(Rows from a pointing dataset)
--- START ---
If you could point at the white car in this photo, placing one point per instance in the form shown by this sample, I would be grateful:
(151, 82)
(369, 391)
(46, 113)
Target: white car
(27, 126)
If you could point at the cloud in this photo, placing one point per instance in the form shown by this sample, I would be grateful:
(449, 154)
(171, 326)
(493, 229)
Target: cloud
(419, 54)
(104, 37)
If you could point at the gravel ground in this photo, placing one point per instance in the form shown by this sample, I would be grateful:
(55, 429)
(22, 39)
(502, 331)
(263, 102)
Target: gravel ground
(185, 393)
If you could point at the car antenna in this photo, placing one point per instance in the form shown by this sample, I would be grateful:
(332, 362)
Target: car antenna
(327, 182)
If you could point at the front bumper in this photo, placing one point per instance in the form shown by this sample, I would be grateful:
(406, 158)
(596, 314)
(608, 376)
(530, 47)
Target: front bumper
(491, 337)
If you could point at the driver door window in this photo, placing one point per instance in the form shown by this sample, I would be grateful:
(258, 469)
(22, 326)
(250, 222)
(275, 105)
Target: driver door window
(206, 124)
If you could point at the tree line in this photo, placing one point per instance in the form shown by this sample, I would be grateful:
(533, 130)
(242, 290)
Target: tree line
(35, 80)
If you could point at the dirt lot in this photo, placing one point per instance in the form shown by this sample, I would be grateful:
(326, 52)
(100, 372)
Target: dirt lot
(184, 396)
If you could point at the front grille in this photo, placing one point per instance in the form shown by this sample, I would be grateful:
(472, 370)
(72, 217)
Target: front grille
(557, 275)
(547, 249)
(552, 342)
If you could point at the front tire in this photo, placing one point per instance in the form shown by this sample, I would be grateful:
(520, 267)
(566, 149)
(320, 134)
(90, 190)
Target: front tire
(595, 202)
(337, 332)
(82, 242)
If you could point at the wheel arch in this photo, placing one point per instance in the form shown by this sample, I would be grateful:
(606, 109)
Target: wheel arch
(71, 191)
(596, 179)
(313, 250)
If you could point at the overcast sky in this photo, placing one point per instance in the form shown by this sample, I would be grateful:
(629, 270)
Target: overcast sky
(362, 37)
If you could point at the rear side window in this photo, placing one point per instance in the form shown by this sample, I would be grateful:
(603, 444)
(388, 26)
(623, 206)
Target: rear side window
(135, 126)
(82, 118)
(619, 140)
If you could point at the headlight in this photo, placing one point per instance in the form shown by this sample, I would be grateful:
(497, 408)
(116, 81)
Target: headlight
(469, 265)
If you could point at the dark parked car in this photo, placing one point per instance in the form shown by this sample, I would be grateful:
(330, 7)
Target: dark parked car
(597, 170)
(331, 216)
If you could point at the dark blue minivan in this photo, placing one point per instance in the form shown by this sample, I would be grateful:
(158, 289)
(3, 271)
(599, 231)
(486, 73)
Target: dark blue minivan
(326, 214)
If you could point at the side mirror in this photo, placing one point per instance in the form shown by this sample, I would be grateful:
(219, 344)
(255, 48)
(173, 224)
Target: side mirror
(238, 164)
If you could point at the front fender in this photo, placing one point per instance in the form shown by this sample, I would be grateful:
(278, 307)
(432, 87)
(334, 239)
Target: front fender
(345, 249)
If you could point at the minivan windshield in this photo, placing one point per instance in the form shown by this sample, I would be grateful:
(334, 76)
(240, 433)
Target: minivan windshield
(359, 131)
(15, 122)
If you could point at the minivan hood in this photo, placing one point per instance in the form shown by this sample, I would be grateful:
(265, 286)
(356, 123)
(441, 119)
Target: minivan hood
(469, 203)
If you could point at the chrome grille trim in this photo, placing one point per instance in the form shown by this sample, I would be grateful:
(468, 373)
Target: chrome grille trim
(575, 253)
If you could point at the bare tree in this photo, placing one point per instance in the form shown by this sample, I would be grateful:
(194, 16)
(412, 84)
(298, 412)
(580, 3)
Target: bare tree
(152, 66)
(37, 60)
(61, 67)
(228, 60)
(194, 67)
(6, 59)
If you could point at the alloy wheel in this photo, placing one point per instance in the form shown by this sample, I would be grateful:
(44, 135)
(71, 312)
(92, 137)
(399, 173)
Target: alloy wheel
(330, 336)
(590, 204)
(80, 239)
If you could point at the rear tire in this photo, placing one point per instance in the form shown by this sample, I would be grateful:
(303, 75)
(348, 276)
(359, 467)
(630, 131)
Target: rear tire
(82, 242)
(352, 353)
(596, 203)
--- END ---
From the records above, extract each line exactly as shown.

Reply to the exercise
If you could point at the white car in this photo, placing one point per instance in the form shown by this sample, I would be grateful:
(151, 82)
(369, 391)
(46, 113)
Target: white car
(27, 126)
If you could point at the cloud in this photo, placing one point per instance in the form shown by this sample, I would be grateful:
(449, 154)
(171, 326)
(493, 229)
Target: cloud
(419, 54)
(104, 37)
If you could point at the gravel ground in this photo, placing one point per instance in the form shown by this sample, I would be grateful:
(55, 429)
(22, 39)
(502, 331)
(263, 102)
Target: gravel ground
(185, 393)
If you could point at the car antenna in this photo, placing one point per instance in the form shown by this sample, I would be grateful:
(332, 362)
Target: car antenna
(327, 182)
If you could point at the front bumper in this photo, placing one point per instance in the form shown by this sample, I would be grateful:
(406, 158)
(596, 314)
(608, 376)
(530, 47)
Target: front bumper
(491, 337)
If you could point at the driver door window in this photo, placing one point per instance in the form shown by this sample, I would be grateful:
(258, 469)
(22, 326)
(250, 222)
(275, 105)
Target: driver door window
(206, 124)
If you could point at the tree line in this photo, placing one point per instance in the form shown by this sample, I would be grateful:
(533, 130)
(242, 290)
Target: tree line
(35, 80)
If you could point at the dirt lot in this photo, placing one point per instance in the form shown by this sample, I would be grateful:
(326, 52)
(100, 372)
Target: dirt lot
(184, 396)
If you could point at the front grille in this photo, placing one point per instance in the form shown by this sample, I would be grateful:
(472, 370)
(72, 217)
Target: front grille
(557, 275)
(547, 249)
(552, 342)
If you could point at the front tire in this photo, placing one point per instance in the form shown by this sample, I would be grateful:
(520, 267)
(566, 149)
(320, 134)
(90, 190)
Target: front tire
(595, 202)
(337, 332)
(82, 242)
If you could point at the wheel arch in this photo, placing one point per instance in the form shown by this sample, I would be grateful:
(606, 109)
Target: wheel arch
(71, 191)
(596, 179)
(313, 250)
If you could point at the overcast sky in this photo, placing one point per instance in the form shown by this sample, I would be grateful:
(629, 270)
Target: overcast sky
(362, 37)
If you could point at the rear side window in this photo, placing one point per instance in the form shown by this sample, I would be grateful:
(603, 444)
(388, 26)
(623, 206)
Target: rear side window
(135, 126)
(82, 118)
(619, 140)
If you could point at the headlight in this photo, placing one point per instance in the form shown by this sample, I would be grateful:
(497, 408)
(116, 81)
Target: headlight
(469, 265)
If you could point at the dark parked car in this photo, placing one point per instance in the form shown by this sample, I would be grateful:
(330, 7)
Target: dark parked car
(597, 170)
(331, 216)
If you could point at the dark blue minivan in this photo, placing one point per instance in the form shown by this sample, I would be grateful:
(158, 289)
(3, 271)
(599, 231)
(486, 73)
Target: dark blue minivan
(326, 214)
If you could point at the side mirror in this photo, placing one point per instance in the form shown by this sample, I would be grateful:
(219, 344)
(255, 48)
(173, 224)
Target: side mirror
(238, 164)
If you could point at the front fender in this photo, placing one point per instance in the form shown by this sample, I would be grateful:
(278, 307)
(432, 87)
(334, 239)
Target: front fender
(345, 249)
If you could point at the minivan windshield in this photo, placing one point per instance in the form shown by this sample, I would be grateful:
(334, 76)
(240, 433)
Target: minivan windshield
(359, 131)
(15, 122)
If you could point at the minivan hood in this photo, placing one point per instance in the form shown by this sample, I would be grateful:
(265, 286)
(356, 123)
(441, 119)
Target: minivan hood
(469, 203)
If you could point at the chrome grille trim in this photo, placing one point per instance in the form shown by this sample, I would be grateful:
(468, 373)
Target: chrome grille trim
(575, 253)
If you could point at the bare tree in this photo, placing one point per instance in the form shown by this sample, I would be grateful:
(194, 16)
(412, 84)
(298, 412)
(580, 3)
Target: bare tree
(152, 66)
(37, 60)
(61, 67)
(228, 60)
(194, 67)
(6, 59)
If you could point at the alloy wheel in this photo, placing one point per instance in the form shown by this sample, I would be grateful:
(44, 135)
(71, 312)
(92, 137)
(399, 173)
Target: alloy wheel
(330, 336)
(590, 204)
(80, 239)
If you could point at the rear tire in this photo, placing one point per instance in the form shown by this sample, I would be grateful:
(303, 75)
(348, 276)
(359, 467)
(630, 131)
Target: rear tire
(82, 242)
(352, 353)
(596, 203)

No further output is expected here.